====== Record set

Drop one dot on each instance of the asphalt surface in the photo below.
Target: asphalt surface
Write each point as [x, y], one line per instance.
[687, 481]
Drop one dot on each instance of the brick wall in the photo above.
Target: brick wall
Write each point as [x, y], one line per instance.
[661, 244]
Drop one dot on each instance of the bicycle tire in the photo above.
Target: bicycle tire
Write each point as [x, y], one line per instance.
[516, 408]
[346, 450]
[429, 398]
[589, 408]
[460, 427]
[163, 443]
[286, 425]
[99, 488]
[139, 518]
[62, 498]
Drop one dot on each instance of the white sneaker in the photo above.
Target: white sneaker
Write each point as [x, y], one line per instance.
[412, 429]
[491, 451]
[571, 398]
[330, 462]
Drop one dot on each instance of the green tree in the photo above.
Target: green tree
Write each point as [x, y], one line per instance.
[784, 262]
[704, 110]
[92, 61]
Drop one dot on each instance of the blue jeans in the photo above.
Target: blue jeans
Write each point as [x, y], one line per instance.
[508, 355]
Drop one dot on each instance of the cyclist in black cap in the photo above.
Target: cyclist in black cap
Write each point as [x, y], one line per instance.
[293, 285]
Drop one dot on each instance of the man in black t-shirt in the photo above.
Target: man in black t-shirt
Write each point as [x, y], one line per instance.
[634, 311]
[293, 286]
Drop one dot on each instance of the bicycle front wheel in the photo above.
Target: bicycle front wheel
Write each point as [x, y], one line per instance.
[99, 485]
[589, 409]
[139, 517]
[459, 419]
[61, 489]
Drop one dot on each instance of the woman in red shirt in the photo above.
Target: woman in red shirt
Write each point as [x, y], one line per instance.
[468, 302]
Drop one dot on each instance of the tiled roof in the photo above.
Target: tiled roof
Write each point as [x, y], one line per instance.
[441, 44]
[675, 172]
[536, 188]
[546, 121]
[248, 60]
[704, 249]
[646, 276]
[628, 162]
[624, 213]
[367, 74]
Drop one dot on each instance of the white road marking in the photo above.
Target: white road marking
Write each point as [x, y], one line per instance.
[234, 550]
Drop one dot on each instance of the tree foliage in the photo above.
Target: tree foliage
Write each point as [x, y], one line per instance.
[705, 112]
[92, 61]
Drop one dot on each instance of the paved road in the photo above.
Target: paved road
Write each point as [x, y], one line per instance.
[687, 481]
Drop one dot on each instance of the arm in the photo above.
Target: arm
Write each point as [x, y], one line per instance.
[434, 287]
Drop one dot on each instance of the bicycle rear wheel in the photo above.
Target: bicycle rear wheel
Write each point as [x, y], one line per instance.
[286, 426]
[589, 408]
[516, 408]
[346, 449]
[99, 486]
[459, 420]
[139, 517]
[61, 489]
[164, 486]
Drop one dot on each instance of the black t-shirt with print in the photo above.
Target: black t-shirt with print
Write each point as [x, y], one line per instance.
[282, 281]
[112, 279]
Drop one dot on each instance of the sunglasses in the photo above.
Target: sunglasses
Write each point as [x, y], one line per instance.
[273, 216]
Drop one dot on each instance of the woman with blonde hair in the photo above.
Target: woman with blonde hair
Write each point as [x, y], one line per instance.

============

Objective: Give everything from the line containing "Drop one dot on each instance of the sunglasses" down to the end of the items above as a JSON list of strings, one string per line and no blank lines.

Answer to this task:
[
  "Drop one dot on each instance of the sunglasses in the photo above.",
  "Target: sunglasses",
  "Write each point as [x, y], one line per instance.",
  "[273, 216]",
  "Drop one dot on each instance of the woman with blonde hair in the photo above.",
  "Target: woman with blonde hair",
  "Write each point as [x, y], one line per instance."
]